• Your task: Return verbatim the lines of the items, starting with the line that contains "form: x=55 y=37." and continuing through the end of the items, both ends included. Leave the pictures out of the answer.

━━━━━ Material for this task ━━━━━

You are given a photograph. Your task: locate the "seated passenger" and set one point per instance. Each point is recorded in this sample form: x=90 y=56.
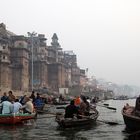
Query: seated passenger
x=71 y=110
x=16 y=106
x=77 y=101
x=28 y=107
x=84 y=107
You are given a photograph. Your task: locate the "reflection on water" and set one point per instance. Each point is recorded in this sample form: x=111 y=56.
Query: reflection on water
x=48 y=129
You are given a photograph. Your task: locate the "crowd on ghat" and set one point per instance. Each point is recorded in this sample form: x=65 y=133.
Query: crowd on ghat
x=25 y=104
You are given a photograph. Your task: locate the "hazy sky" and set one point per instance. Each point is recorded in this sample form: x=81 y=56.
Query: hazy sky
x=104 y=34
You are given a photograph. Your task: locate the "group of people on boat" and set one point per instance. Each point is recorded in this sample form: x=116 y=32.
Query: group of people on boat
x=135 y=110
x=77 y=108
x=11 y=104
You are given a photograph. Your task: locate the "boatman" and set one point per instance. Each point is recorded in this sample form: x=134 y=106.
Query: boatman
x=71 y=110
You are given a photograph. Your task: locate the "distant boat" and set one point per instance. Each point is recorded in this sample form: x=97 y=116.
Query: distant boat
x=132 y=121
x=15 y=118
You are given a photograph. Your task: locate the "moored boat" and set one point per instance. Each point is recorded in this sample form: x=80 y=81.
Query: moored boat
x=15 y=118
x=75 y=122
x=131 y=120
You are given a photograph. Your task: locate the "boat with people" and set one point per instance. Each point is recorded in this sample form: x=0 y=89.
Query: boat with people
x=76 y=122
x=16 y=118
x=131 y=118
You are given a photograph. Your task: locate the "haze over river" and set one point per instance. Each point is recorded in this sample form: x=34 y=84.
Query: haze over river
x=47 y=128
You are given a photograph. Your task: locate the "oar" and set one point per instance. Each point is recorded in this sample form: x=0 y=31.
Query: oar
x=46 y=117
x=108 y=122
x=112 y=108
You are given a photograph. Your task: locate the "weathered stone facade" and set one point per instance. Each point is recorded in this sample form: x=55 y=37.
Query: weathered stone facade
x=21 y=57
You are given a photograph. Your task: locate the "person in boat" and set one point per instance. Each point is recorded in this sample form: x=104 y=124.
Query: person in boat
x=22 y=99
x=71 y=110
x=16 y=106
x=61 y=99
x=7 y=106
x=38 y=101
x=28 y=107
x=4 y=97
x=84 y=107
x=11 y=97
x=77 y=101
x=137 y=106
x=33 y=96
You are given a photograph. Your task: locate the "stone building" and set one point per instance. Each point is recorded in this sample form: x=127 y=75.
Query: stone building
x=5 y=71
x=39 y=68
x=19 y=63
x=56 y=68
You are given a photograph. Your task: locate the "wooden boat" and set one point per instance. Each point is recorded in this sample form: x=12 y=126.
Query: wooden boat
x=39 y=108
x=15 y=118
x=75 y=122
x=131 y=120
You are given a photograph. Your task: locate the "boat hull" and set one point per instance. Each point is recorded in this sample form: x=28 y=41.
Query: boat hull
x=74 y=122
x=15 y=118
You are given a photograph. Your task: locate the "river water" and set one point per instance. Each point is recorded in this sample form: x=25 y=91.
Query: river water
x=47 y=129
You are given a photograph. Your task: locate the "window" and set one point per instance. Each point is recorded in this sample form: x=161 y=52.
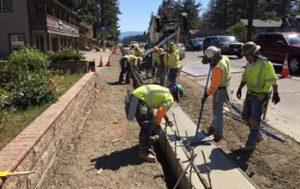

━━━━━

• Output of the exercise:
You are given a photograph. Your task: locate the "weathered stone facade" and set one point per instance. Each point is recorded in this sample form: x=55 y=37.
Query: weathered stone facade
x=21 y=57
You are given a photograph. Your task: locate the "person in boat" and set one point per instance. Each point is recorded in this sample form: x=104 y=124.
Query: person in boat
x=22 y=99
x=71 y=110
x=16 y=106
x=61 y=99
x=7 y=106
x=38 y=101
x=28 y=107
x=4 y=97
x=84 y=107
x=11 y=97
x=77 y=101
x=137 y=106
x=33 y=96
You are given a photograph. Your task: locate the "stone building" and set one point per instance. Each point is recorded in this sample form: x=127 y=75.
Query: stone building
x=5 y=71
x=39 y=68
x=19 y=63
x=56 y=68
You are given a photograph. Your task: locate the "wooden boat" and set one point per instance. Each point is recorded in this sample form: x=12 y=126.
Query: wooden boat
x=39 y=108
x=15 y=118
x=75 y=122
x=131 y=120
You are given a photograph. Your task: locate the "boat hull" and set one point per instance. Each point is recorded in this sample form: x=28 y=41.
Query: boat hull
x=74 y=122
x=15 y=118
You are given a photograph. Your task: locate the "river water" and set one point per instance. Each point is recorded in this sample form: x=25 y=91.
Query: river water
x=47 y=129
You are given a photograph. Your task: locate the "window" and set one point per instance. Each point is recorded in this sample form: x=161 y=52.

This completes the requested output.